TRECHO CITADO –
───
Neste período entre o dia 24 de dezembro, véspera do Natal, e o dia 1º de janeiro, Dia Mundial da Paz ou da Confraternização Universal, as pessoas costumam externar sua gentileza com presentes aos entes queridos, expressar sua solidariedade em doações a crianças ou famílias. Costuma-se, entre os cristãos, abrir o coração para receber o Espírito Natalino, o exemplo de Cristo Jesus, que pode ser bem resumido nas frases "Amai-vos uns aos outros como eu vos amei" e "Não façais aos outros aquilo que não quereis que façam a ti". Então, podemos dizer que o Espírito Natalino é tolerância e compreensão. Já a Confraternização Universal, visando à paz, pressupõe tolerância e busca pela harmonia.
Assim, como de costume e tradição, no apagar das luzes de 2013 participamos de alguns desses encontros, sob o Espírito do Natal e da Confraternização Universal. Nessas festas, mudam as personagens, a trilha sonora, o cenário, mas o roteiro geralmente é o mesmo. Amigos se encontram, sentam-se lado a lado, numa única mesa, ou lado a lado, em mesas separadas. Iguarias à mesa, brindes nos copos, sorrisos nos lábios, alegria no ar, música. Às vezes, há troca de presentes, 'amigo secreto' e um ou outro pronunciamento. Este é o roteiro das confraternizações, encontro de amigos, familiares ou colegas de trabalho, reunidos para celebrar o espírito natalino ou a confraternização universal.
───
(Dados coletados)
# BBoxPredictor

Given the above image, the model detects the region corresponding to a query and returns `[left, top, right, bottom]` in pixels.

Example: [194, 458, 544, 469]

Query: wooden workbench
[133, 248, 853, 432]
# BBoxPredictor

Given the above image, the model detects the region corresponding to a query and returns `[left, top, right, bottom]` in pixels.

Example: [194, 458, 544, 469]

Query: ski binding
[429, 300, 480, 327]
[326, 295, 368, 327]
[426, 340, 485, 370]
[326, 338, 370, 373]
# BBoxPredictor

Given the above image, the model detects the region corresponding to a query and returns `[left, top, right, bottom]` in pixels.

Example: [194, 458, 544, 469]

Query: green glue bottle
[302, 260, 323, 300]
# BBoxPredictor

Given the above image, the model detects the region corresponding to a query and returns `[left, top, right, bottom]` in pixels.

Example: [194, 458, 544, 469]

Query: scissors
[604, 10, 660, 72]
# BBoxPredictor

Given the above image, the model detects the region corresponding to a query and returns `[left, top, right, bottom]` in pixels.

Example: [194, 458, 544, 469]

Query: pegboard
───
PRATIQUE A LEITURA –
**1.** Transcreva do texto sobre as confraternizações de fim de ano o trecho que começa em "Assim, como de" e termina em "ou a confraternização universal.".
**2.** Prossiga com o texto sobre as confraternizações de fim de ano, escrevendo a partir da última frase apresentada.

RESPOSTAS DAS ATIVIDADES –
**1.**
Assim, como de costume e tradição, no apagar das luzes de 2013 participamos de alguns desses encontros, sob o Espírito do Natal e da Confraternização Universal. Nessas festas, mudam as personagens, a trilha sonora, o cenário, mas o roteiro geralmente é o mesmo. Amigos se encontram, sentam-se lado a lado, numa única mesa, ou lado a lado, em mesas separadas. Iguarias à mesa, brindes nos copos, sorrisos nos lábios, alegria no ar, música. Às vezes, há troca de presentes, 'amigo secreto' e um ou outro pronunciamento. Este é o roteiro das confraternizações, encontro de amigos, familiares ou colegas de trabalho, reunidos para celebrar o espírito natalino ou a confraternização universal.

**2.**
Entretanto, uma dessas confraternizações fugiu ao roteiro convencional. Não ao roteiro acima descrito: amigos lado a lado, mesas postas, brindes e música, sorrisos nos lábios, alegria no ar. Isso não faltou. Fugiu ao roteiro o encontro por que à festa compareceu um(a) convidado(a) 'diferente', homossexual. Durante toda a festa, o(a) convidado(a) foi observado de soslaio pelos convencionais frequentadores do espaço, entre risinhos de zombaria e olhares de curiosidade e/ou desaprovação. O 'diferente' chama atenção, se sobressai à mesmice. É preciso ter coragem para assumir ser 'diferente' e quem estava ali era, com certeza, uma pessoa corajosa, expondo sua diferença num ambiente radicalmente machista.
Em certo momento, o ser supostamente 'diferente' de todos que ali estavam, sentiu necessidade de usar o sanitário, ato natural para qualquer ser humano, inclusive para os 'diferentes'. Escolheu o sanitário feminino, adequado ao seu gênero social, de acordo com suas vestimentas. Então, talvez por que os mais elevados espíritos de confraternização não tenham 'baixado' o suficente sobre aquele local, a ida do pessoa 'diferente' ao banheiro acendeu a chama da intolerância, repercutindo em cochichos, naquele ambiente tão harmonioso e festivo.
Surpreendente não foi o preconceito manifesto, mas de quem partia. Eram mulheres incomodadas porque a 'pessoa diferente' usava o sanitário delas. Solicitada nossa opinião sobre o polêmico assunto, a resposta foi óbvia: "Ela deve usar o sanitário feminino", justificando que as mulheres (e homens) incomodados esqueceram-se de se colocar no lugar daquela criatura, que poderia ser seu filho, seu neto, seu irmão. O que fariam se não fosse apenas um incômodo desconhecido? Tínhamos e temos motivos para defender, veementemente se preciso, que ele(a) usasse o sanitário feminino: o ambiente tem privadas fechadas, enquanto o masculino é aberto, mais exposição, curiosidade e risco de agressão. Tudo deve ser pensado e pesado e, naquele caso, era óbvio que o sanitário feminino era mais seguro e adequado.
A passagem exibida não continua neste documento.